Begin LISTING

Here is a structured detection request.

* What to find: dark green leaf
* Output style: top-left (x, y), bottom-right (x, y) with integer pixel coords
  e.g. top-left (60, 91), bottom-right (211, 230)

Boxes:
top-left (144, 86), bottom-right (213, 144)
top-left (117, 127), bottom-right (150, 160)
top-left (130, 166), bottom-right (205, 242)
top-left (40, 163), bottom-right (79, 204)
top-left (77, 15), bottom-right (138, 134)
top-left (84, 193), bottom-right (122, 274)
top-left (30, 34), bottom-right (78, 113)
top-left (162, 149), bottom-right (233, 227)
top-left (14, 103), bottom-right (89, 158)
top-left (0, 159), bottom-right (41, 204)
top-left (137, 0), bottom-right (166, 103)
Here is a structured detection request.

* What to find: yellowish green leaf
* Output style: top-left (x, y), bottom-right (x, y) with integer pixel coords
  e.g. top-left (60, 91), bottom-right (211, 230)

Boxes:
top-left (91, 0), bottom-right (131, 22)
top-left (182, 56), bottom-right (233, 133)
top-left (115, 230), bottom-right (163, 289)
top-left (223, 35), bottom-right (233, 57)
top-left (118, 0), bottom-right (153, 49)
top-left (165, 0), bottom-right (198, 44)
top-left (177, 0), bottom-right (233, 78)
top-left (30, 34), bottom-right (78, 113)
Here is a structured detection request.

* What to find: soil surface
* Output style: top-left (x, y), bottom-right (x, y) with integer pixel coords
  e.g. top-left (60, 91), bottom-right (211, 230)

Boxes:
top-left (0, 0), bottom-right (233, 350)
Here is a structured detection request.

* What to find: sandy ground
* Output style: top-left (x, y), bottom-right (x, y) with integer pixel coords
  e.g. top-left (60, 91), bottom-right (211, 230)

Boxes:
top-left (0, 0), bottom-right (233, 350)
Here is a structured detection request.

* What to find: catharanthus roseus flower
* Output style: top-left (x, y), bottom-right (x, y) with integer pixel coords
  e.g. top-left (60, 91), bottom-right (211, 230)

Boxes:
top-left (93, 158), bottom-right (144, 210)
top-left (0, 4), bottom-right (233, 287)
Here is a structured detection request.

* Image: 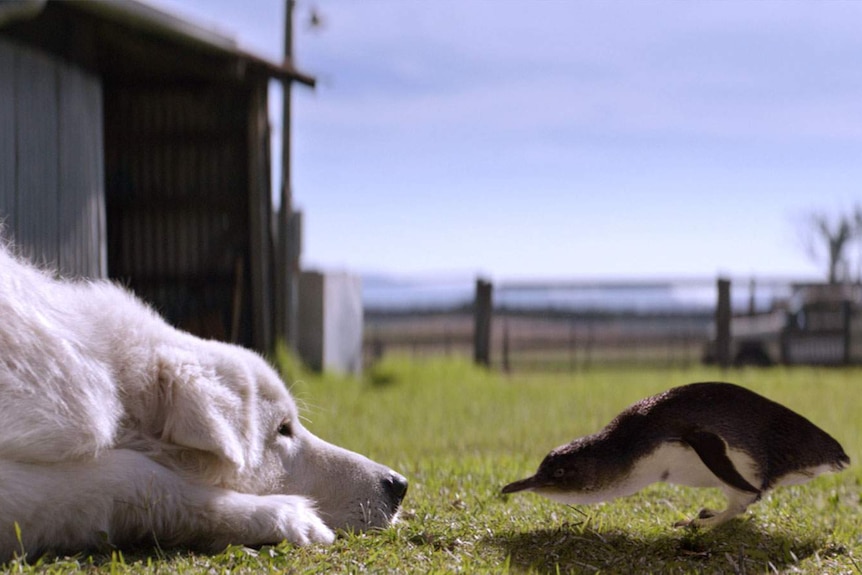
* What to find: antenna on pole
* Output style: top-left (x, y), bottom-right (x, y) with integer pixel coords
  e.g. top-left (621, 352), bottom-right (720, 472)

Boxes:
top-left (282, 0), bottom-right (302, 352)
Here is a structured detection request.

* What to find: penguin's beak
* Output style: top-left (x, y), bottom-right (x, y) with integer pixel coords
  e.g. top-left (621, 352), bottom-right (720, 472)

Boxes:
top-left (502, 475), bottom-right (539, 493)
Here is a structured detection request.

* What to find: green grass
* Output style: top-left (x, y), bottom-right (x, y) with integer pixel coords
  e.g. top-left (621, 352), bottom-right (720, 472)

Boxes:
top-left (7, 359), bottom-right (862, 573)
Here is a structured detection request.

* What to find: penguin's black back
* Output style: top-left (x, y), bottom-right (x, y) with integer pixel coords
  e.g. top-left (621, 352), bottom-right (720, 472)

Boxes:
top-left (594, 382), bottom-right (850, 489)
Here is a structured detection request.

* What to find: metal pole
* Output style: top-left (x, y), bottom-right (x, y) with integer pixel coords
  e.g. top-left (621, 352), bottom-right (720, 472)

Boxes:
top-left (277, 0), bottom-right (299, 352)
top-left (715, 278), bottom-right (731, 368)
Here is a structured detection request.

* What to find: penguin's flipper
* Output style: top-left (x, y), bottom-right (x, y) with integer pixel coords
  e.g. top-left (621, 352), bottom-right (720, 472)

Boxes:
top-left (681, 429), bottom-right (760, 494)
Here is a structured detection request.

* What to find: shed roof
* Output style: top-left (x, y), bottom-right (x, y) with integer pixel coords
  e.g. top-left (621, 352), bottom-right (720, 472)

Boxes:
top-left (0, 0), bottom-right (315, 86)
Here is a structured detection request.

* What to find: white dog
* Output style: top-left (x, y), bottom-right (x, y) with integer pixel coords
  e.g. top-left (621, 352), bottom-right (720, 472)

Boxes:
top-left (0, 246), bottom-right (407, 562)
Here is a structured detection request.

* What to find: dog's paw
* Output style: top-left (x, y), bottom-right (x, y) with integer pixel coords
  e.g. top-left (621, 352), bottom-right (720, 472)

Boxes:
top-left (255, 495), bottom-right (335, 545)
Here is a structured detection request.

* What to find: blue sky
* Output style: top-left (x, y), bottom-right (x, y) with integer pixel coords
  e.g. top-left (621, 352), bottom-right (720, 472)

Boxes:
top-left (154, 0), bottom-right (862, 279)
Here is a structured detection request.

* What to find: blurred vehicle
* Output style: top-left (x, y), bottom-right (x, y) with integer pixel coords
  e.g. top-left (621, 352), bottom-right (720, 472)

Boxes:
top-left (703, 284), bottom-right (862, 366)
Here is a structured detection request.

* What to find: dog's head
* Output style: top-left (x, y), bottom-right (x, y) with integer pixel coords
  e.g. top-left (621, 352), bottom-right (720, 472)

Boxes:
top-left (153, 340), bottom-right (407, 530)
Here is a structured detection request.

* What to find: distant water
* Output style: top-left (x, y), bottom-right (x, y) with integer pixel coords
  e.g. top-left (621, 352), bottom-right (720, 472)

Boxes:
top-left (362, 278), bottom-right (789, 313)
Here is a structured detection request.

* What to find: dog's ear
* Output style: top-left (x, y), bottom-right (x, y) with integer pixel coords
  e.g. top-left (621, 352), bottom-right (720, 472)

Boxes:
top-left (157, 350), bottom-right (245, 469)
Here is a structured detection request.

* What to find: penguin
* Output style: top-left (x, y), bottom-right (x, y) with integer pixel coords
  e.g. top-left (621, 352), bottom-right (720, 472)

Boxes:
top-left (502, 382), bottom-right (850, 528)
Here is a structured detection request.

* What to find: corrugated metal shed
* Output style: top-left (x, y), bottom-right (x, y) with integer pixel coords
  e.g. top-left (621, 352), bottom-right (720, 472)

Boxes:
top-left (0, 0), bottom-right (314, 351)
top-left (0, 39), bottom-right (107, 277)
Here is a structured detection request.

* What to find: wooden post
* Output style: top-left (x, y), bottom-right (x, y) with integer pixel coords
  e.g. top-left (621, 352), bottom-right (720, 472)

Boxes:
top-left (841, 300), bottom-right (853, 365)
top-left (715, 278), bottom-right (731, 368)
top-left (473, 279), bottom-right (493, 367)
top-left (503, 317), bottom-right (512, 373)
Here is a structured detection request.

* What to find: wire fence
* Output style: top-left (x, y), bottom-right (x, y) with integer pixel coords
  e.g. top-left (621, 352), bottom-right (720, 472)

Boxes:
top-left (365, 278), bottom-right (808, 371)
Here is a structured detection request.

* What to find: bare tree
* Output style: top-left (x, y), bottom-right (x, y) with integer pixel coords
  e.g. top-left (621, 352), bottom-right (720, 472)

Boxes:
top-left (807, 206), bottom-right (862, 284)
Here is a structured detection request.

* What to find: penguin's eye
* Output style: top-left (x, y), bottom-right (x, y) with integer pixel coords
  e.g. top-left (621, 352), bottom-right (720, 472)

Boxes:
top-left (278, 421), bottom-right (293, 437)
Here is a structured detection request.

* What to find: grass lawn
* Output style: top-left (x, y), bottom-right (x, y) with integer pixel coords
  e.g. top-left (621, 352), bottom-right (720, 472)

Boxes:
top-left (6, 359), bottom-right (862, 574)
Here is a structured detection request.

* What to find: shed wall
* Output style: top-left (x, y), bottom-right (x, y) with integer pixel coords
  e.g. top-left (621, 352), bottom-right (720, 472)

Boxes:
top-left (105, 85), bottom-right (260, 344)
top-left (0, 40), bottom-right (107, 278)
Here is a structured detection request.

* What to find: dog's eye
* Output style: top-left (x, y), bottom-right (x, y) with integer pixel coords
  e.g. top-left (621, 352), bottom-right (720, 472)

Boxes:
top-left (278, 421), bottom-right (293, 437)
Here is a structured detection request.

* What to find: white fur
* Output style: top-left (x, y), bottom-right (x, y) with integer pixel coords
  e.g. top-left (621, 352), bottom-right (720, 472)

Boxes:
top-left (0, 246), bottom-right (400, 561)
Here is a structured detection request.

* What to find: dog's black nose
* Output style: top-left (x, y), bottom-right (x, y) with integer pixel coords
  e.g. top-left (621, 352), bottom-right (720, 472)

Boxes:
top-left (383, 471), bottom-right (407, 509)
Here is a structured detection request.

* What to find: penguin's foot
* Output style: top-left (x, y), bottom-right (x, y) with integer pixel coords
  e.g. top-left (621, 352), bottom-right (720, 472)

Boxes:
top-left (673, 507), bottom-right (722, 528)
top-left (673, 491), bottom-right (760, 528)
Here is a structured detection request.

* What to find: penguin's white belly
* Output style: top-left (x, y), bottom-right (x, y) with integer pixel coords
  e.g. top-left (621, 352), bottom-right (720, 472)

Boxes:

End LISTING

EXERCISE
Rewrite the rows from the first line through the line containing "top-left (84, 193), bottom-right (122, 274)", inclusive, replacing "dark green leaf" with "deep green leaf" and leaving everything else unchanged.

EXERCISE SOLUTION
Here is a structured detection request.

* What to find: deep green leaf
* Output style: top-left (x, y), bottom-right (x, y) with integer pixel coords
  e.g. top-left (60, 91), bottom-right (211, 230)

Boxes:
top-left (144, 86), bottom-right (213, 144)
top-left (117, 127), bottom-right (150, 160)
top-left (130, 166), bottom-right (205, 242)
top-left (40, 163), bottom-right (79, 204)
top-left (77, 15), bottom-right (138, 134)
top-left (84, 193), bottom-right (122, 274)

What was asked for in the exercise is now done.